## [RECORDS]
------

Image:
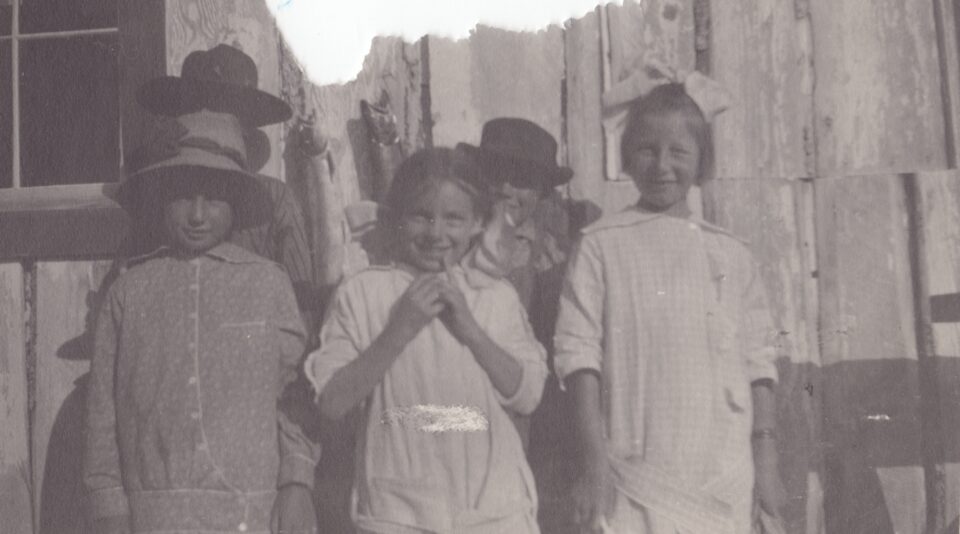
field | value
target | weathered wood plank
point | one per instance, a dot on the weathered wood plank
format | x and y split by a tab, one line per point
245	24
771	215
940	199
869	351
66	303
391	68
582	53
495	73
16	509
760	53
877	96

------

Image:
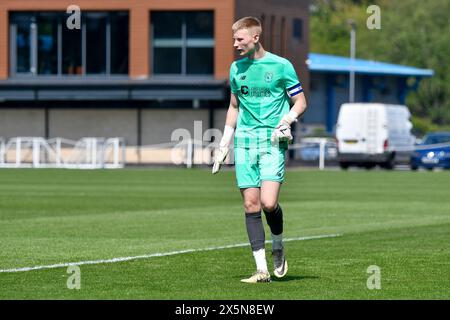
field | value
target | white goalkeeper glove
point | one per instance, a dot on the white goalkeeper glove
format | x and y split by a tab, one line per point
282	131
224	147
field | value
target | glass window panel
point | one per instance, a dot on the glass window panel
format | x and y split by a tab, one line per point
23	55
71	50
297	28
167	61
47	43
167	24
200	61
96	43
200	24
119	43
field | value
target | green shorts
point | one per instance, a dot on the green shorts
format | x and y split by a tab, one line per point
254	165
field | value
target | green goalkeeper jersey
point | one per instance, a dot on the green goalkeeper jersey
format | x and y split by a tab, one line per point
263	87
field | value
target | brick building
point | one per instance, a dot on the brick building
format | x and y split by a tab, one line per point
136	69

------

Extract each line of the material above that contains the string "shorts", and copy every such line in full.

target | green shorts
point | one per instance, a dot on the green shorts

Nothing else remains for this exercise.